Tasks ::
• a. According to the article on NWT school closures, how many schools does the territory have?
• b. Using the article on NWT school closures, decide whether each statement agrees with it: (i) Alberta closed its kindergarten to Grade 12 schools on Sunday; (ii) the ministers have authority to close schools; (iii) there are confirmed Covid-19 cases in the NWT. Give yes or no for each, with the deciding words quoted.
• c. Rewrite the article on NWT school closures starting at "No daycare closure" and ending at "next three months.", substituting "large gatherings" for "mass gatherings".

━━━ Page excerpt

The Premier of the Northwest Territories on Monday said officials recommended all NWT schools close “until after Easter” at least.
In the legislature, Premier Caroline Cochrane said her education minister, RJ Simpson, “has consulted with the chief public health officer on this, and has received the advice today to close NWT schools until after Easter.”
The school districts, not the ministers, have authority to close schools. All districts reached by Cabin Radio said they would comply with the recommendation.
Simpson said he hoped education would continue using some form of distance learning despite the closures. How that would work was not yet clear, he said.
On Sunday, the chief public health officer – Kami Kandola – had said at the time there would be no order to close schools. Alberta on Sunday closed its kindergarten to Grade 12 schools and daycares.
On Monday, Cochrane said the territory’s advice had changed. However, with Easter on April 12, the additional closure being recommended is for a limited number of extra days after most NWT schools’ spring break.
There remain no confirmed Covid-19 cases in the NWT.
There are roughly 800 educators and 8,500 students in the territory’s 49 schools.
“The minister will be convening a teleconference with all district education authorities to discuss this direction,” said Cochrane, “and how best to support school teachers, staff, and students as they return from spring break travel.
“The health and safety of our people is paramount.”
No daycare closure recommendation yet
Later, health minister Diane Thom said the chief public health officer was “not currently advising closure of day homes or daycares.”
Thom also said “all mass gatherings … should consider whether to postpone” for at least the next three months.
The YWCA said its NWT after-school programs would close. The YWCA NWT family centre will close and suspend all programming on Tuesday.

━━━━━━
━━━ Information supplied

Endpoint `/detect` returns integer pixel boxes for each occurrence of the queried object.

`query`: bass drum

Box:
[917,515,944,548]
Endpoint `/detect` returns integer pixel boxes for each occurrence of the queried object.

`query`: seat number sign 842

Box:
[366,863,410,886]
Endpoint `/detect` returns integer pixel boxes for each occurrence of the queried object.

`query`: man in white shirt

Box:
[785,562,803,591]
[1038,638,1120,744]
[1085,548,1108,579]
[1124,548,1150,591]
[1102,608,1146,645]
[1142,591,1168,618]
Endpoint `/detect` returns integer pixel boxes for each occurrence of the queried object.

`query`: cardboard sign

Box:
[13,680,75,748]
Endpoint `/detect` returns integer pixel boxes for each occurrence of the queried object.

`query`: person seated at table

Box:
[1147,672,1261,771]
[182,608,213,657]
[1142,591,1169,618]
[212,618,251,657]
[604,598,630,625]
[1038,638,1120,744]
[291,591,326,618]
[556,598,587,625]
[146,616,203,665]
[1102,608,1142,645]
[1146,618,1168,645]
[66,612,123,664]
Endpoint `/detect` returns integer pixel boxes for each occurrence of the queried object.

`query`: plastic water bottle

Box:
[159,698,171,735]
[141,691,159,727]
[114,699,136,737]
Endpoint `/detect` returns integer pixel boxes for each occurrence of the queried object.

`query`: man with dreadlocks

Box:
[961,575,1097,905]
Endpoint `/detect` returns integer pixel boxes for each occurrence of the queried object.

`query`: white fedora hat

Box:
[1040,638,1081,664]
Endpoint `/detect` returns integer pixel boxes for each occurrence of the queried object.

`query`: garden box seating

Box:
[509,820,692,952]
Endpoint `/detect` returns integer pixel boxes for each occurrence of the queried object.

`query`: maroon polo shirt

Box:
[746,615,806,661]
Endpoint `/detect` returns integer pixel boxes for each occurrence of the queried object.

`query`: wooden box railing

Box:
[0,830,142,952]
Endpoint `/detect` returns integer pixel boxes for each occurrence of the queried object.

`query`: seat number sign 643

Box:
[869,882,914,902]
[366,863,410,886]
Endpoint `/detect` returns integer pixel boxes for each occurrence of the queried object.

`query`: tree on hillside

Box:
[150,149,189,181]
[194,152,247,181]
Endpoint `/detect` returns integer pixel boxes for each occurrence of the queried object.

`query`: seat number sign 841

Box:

━━━━━━

Solutions per task ::
• a. 49

• b.
(i) Yes: "Alberta on Sunday closed its kindergarten to Grade 12 schools and daycares."
(ii) No: "The school districts, not the ministers, have authority to close schools."
(iii) No: "There remain no confirmed Covid-19 cases in the NWT."

• c.
No daycare closure recommendation yet
Later, health minister Diane Thom said the chief public health officer was “not currently advising closure of day homes or daycares.”
Thom also said “all large gatherings … should consider whether to postpone” for at least the next three months.